__Extract provided__
***

Consider Neutrinos: SN1987A and OPERA

Hubble Heritage image of the SN1987A remnant in the Large Magellanic Cloud (center of image, two small offset rings). (Image from Hubble/STScI)

Yesterday, after rumors surfaced on the Science Insider blog that OPERA’s startling superluminal result had been traced to a faulty cable, the collaboration sent out a press release stating that they had uncovered two previously unaccounted-for errors, one in the interpolation used to synchronize the two clocks at the near and far sites, and one traced to a bad fiber optic cable in the GPS apparatus that had been delaying data.  Unlike the rumors, which cited a specific 60 ns delay caused by the bad cable (suspiciously close to the neutrinos’ alleged lead over light), the collaboration themselves did not give any precise numbers for the error introduced by these two sources, although they did note that the two should have pushed the result in opposing directions, i.e. the cable would cause the neutrinos to appear faster, and the clock sync problem would cause the neutrinos to appear slower.  Full and final judgement will have to wait until the collaboration publishes an update, and some may reserve their ultimate verdict for the results of independent tests by experiments like Fermilab’s MINOS, but the future looks bleak for the supposed superluminal result.

Not that this is much of a surprise.  Extraordinary claims require extraordinary evidence, and OPERA’s was certainly extraordinary.  Scientists pored over the original paper as soon as it was published (we covered just one of the more than 100 follow-up papers, and one by the OPERA collaboration themselves), and most believed that at some point a systematic error just like this would eventually surface to explain the discrepancy.  Astronomers in particular were skeptical based on an event that, coincidentally, occurred exactly 25 years ago today: the arrival of the neutrino pulse from Supernova 1987A.

***

__Dataset rows__
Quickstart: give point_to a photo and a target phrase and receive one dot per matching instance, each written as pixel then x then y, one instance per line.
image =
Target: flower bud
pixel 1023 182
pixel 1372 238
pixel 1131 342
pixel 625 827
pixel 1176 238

***

In the piece on OPERA and SN1987A, what delay did the rumors attribute to the bad cable?

__Output of the exercise__
A delay of 60 ns.